#### [TEXT FOR ANALYSIS]
WASHINGTON (Reuters) - Bombing suspect Dzhokhar Tsarnaev and his brother discussed setting off bombs in New York after attacking the Boston Marathon but their plan fell apart when they became embroiled in a shootout with police, law enforcement sources said.
One source said the Tsarnaev brothers’ original intent when they hijacked a car and its driver in Boston last Thursday night was to drive to New York with seven bombs to set them off.
But the abducted driver escaped when the car pulled into a gas station and both brothers got out, one to pump the gas and the other to pay for it at the station’s night cashier, the source said, based on what Dzhokhar told investigators in hospital, where he is recovering from gunshot wounds.
The driver then called police and a shootout with the bombing suspects began, eventually leading to the killing of older brother Tamerlan, 26, and the arrest of Dzhokhar, 19. The pair threw explosive devices out of the car window in the confrontation, police said.
Two other sources could not confirm that the suspects were headed to New York last Thursday night but said that law enforcement authorities believe the ethnic Chechen brothers had planned to travel to the city to detonate bombs at some point.
Police say the pair planted and detonated two pressure-cooker bombs near the finish line of the Boston Marathon on April 15, killing three people and injuring 264. The brothers were identified by the FBI as suspects from pictures and video at the scene.
Prosecutors formally charged Dzhokhar Tsarnaev with the bombings in a hearing before a U.S. magistrate judge in his hospital room on Monday, accusing him of crimes that carry the possibility of the death penalty.
Tsarnaev has spoken to FBI investigators. The first law enforcement source said that he initially told questioners that he and his brother had planned to go to New York “to party” and then gave details about possibly setting off bombs in the city.

#### [TO DO]
Print, with no alterations, the passage of the news report on the Tsarnaev brothers that begins with the words containing "Prosecutors formally charged" and ends with "the death penalty.".

(Collected data entries)
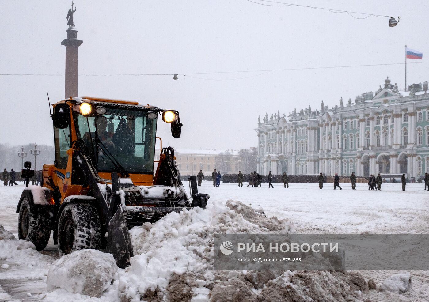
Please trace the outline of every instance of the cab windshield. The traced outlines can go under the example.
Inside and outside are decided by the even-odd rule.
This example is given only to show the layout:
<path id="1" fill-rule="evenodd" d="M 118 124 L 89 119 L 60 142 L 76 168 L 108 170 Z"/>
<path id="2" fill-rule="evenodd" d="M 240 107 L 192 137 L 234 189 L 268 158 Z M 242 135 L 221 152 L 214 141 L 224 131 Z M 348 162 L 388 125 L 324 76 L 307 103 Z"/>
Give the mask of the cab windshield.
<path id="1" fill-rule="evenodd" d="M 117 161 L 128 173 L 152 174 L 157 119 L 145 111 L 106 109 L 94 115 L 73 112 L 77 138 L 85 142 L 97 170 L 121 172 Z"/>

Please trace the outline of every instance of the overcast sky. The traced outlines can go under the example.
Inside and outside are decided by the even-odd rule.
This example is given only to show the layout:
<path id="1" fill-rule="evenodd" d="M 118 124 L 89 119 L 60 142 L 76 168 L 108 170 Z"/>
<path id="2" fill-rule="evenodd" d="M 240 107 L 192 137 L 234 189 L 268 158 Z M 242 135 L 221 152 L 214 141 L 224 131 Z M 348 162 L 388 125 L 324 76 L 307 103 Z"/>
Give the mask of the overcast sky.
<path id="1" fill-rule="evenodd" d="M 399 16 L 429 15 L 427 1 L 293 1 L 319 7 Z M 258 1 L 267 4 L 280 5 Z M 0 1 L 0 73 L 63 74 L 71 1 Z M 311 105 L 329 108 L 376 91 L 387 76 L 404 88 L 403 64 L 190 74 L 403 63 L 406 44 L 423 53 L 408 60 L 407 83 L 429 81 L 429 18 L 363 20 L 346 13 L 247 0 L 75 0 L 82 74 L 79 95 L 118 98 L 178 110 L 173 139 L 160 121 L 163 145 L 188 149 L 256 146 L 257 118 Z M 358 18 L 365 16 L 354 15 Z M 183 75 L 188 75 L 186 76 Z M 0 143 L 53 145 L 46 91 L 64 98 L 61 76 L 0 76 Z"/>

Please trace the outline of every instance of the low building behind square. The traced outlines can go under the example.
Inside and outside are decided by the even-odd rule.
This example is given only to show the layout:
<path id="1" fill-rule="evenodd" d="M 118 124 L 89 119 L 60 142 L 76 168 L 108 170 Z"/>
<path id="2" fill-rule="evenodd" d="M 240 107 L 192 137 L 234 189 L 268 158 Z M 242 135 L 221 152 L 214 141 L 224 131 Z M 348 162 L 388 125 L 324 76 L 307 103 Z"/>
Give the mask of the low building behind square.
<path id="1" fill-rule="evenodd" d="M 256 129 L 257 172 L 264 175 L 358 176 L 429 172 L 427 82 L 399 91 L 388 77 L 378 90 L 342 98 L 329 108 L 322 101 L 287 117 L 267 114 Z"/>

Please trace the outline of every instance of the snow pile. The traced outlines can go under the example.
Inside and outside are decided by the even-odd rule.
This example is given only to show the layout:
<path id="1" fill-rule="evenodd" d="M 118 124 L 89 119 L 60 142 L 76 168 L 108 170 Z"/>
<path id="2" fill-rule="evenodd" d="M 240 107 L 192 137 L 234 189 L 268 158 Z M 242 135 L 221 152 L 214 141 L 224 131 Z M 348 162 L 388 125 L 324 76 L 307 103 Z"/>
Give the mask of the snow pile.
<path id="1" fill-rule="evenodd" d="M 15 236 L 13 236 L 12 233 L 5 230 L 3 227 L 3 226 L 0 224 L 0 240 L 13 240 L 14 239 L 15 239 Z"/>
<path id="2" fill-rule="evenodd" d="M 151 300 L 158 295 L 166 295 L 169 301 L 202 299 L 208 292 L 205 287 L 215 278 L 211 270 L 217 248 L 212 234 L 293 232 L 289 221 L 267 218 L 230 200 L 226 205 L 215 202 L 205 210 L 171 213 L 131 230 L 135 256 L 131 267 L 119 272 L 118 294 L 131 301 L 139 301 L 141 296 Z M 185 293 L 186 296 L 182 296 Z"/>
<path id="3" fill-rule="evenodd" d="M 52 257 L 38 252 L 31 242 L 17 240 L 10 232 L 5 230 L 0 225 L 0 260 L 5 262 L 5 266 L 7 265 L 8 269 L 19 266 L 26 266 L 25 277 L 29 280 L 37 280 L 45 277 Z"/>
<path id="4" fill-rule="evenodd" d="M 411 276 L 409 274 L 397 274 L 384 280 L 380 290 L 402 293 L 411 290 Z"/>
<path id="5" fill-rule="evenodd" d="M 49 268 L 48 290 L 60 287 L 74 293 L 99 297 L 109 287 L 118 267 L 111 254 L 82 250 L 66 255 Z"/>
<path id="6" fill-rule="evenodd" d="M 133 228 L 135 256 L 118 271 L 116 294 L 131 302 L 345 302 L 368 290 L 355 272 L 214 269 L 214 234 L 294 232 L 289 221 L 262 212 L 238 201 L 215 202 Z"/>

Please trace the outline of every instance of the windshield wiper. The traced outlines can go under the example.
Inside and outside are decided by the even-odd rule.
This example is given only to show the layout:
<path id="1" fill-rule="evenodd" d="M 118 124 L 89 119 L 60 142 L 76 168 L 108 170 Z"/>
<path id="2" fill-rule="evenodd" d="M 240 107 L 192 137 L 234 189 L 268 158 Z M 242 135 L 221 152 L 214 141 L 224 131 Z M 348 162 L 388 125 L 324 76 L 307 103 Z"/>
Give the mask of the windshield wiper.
---
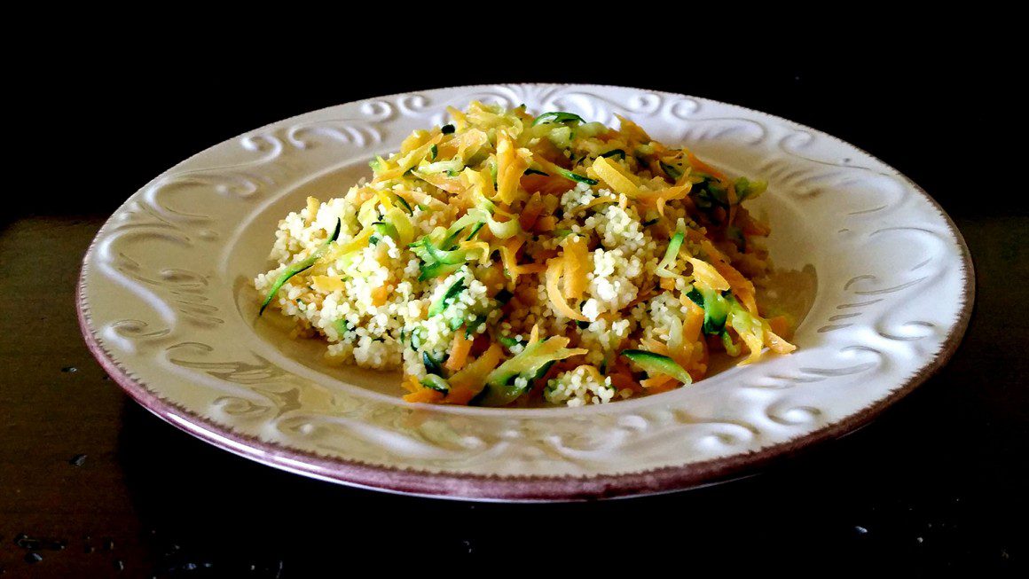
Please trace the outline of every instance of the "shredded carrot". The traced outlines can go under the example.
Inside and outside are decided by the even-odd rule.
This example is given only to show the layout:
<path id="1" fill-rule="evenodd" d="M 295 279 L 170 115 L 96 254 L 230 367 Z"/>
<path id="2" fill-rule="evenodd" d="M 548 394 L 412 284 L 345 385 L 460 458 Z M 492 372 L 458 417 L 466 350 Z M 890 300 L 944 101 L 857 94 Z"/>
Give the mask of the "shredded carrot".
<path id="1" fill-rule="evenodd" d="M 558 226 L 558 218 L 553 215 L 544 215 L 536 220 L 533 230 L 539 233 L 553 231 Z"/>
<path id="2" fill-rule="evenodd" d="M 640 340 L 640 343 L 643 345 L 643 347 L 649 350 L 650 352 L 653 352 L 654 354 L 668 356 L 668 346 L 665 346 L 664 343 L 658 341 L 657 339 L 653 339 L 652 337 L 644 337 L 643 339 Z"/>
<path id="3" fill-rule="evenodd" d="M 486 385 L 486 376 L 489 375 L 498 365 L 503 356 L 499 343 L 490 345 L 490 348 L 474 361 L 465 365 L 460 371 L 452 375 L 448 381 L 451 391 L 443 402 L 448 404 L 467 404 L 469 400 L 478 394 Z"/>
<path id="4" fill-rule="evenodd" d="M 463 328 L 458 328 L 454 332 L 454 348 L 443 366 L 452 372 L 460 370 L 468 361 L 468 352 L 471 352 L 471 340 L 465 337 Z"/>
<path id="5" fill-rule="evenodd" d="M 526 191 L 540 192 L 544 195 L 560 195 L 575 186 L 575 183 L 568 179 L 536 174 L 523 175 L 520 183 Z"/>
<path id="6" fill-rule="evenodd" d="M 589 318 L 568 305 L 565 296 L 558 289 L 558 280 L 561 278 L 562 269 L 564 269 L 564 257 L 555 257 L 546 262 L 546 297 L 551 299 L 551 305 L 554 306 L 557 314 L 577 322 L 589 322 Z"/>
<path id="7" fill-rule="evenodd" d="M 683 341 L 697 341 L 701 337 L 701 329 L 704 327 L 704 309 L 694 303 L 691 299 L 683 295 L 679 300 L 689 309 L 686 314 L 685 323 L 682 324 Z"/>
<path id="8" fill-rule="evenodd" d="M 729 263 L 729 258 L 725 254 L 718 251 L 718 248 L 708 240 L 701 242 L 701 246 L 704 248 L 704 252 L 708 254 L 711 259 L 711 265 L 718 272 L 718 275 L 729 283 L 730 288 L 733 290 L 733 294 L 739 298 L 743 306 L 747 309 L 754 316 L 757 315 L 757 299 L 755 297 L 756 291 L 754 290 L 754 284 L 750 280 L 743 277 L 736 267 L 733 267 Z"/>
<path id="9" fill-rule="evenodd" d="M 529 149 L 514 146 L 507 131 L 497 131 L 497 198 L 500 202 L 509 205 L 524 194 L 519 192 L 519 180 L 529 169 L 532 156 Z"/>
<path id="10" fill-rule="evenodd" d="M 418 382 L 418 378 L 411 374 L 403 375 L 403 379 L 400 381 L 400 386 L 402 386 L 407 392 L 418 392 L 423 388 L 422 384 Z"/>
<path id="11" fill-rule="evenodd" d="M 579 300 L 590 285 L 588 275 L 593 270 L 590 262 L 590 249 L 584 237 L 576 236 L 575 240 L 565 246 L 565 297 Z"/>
==
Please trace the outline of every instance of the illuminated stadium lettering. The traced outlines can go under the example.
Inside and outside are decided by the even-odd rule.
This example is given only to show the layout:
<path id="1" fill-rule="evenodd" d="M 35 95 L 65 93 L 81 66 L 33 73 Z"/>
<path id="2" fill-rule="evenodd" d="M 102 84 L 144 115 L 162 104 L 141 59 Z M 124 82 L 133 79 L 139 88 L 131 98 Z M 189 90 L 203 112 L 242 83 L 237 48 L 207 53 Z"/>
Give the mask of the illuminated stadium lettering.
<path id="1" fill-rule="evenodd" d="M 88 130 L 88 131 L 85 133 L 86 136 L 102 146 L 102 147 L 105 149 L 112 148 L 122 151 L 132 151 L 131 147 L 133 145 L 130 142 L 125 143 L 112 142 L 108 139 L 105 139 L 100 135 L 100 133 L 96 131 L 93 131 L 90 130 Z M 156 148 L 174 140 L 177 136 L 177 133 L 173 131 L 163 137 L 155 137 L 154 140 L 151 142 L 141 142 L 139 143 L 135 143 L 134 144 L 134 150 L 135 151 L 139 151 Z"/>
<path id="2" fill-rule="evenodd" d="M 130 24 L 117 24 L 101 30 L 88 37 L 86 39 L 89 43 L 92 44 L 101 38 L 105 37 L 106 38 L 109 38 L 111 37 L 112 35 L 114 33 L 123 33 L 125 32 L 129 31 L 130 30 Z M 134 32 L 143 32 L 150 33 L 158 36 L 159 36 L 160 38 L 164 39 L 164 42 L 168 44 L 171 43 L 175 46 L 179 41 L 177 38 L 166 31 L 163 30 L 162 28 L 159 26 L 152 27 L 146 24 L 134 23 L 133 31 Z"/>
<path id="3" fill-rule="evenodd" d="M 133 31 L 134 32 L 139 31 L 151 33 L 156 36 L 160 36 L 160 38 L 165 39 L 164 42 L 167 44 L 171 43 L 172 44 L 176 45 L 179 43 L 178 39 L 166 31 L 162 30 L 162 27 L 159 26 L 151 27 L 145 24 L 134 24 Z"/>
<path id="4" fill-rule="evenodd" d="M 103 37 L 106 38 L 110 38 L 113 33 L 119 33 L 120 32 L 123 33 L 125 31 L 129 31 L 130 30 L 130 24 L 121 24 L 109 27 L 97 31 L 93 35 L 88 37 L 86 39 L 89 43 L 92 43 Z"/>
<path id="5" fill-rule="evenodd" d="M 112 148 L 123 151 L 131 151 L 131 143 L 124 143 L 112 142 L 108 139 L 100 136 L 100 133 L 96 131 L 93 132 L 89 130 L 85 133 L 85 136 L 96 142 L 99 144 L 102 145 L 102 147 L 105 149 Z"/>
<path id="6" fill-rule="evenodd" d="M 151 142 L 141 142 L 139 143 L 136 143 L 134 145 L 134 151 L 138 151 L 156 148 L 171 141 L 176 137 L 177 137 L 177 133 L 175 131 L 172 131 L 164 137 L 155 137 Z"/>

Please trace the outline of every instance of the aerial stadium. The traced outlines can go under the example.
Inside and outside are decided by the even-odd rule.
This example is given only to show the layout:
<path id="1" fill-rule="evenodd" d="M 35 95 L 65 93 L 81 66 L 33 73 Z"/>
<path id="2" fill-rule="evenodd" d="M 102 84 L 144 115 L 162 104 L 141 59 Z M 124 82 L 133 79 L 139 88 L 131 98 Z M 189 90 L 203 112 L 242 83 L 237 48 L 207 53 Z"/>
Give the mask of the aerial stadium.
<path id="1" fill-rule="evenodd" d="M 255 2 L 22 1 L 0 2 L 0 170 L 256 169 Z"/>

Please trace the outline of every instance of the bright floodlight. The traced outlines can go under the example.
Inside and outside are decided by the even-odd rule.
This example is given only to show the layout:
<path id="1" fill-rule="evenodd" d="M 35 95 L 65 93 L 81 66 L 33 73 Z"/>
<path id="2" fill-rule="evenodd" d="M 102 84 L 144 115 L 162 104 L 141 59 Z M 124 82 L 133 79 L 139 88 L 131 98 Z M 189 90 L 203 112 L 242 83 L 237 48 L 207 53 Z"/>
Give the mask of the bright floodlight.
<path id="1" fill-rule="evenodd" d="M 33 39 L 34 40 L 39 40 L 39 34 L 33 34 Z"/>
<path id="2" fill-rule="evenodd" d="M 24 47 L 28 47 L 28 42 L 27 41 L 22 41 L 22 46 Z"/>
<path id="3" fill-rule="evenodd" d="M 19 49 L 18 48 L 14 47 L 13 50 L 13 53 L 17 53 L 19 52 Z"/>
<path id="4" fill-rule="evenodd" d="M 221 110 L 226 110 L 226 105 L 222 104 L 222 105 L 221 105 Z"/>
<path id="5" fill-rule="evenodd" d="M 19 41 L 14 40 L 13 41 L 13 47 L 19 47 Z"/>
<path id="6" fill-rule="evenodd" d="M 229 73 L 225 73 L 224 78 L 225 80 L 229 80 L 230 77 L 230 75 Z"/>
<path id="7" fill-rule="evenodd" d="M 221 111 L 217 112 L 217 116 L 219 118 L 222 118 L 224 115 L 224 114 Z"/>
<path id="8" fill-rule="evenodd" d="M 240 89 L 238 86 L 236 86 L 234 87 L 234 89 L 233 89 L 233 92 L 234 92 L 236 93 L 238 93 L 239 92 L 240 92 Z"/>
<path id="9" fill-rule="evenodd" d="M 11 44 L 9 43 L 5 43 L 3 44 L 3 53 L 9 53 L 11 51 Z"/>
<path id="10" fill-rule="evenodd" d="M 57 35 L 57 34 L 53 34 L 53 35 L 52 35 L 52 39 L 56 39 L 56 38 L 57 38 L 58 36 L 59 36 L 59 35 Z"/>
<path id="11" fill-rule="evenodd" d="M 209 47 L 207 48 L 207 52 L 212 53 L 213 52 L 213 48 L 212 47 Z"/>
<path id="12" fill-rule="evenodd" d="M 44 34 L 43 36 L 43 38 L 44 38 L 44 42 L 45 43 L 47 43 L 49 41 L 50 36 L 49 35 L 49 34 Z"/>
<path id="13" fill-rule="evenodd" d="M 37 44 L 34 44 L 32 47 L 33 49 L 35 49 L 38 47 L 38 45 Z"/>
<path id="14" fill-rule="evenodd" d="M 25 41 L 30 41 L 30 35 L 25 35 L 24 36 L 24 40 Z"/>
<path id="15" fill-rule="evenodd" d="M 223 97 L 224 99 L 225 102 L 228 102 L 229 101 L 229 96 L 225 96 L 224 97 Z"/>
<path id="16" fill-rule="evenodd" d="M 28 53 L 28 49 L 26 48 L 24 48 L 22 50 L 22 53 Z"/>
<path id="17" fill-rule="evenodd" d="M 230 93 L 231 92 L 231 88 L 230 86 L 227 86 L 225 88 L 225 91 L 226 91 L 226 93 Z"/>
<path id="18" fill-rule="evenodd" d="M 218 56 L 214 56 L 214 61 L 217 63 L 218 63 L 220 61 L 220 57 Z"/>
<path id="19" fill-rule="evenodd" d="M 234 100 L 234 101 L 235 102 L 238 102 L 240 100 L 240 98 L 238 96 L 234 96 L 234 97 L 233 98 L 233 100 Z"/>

#### [ANSWER TO THE PROBLEM]
Prosecutors formally charged Dzhokhar Tsarnaev with the bombings in a hearing before a U.S. magistrate judge in his hospital room on Monday, accusing him of crimes that carry the possibility of the death penalty.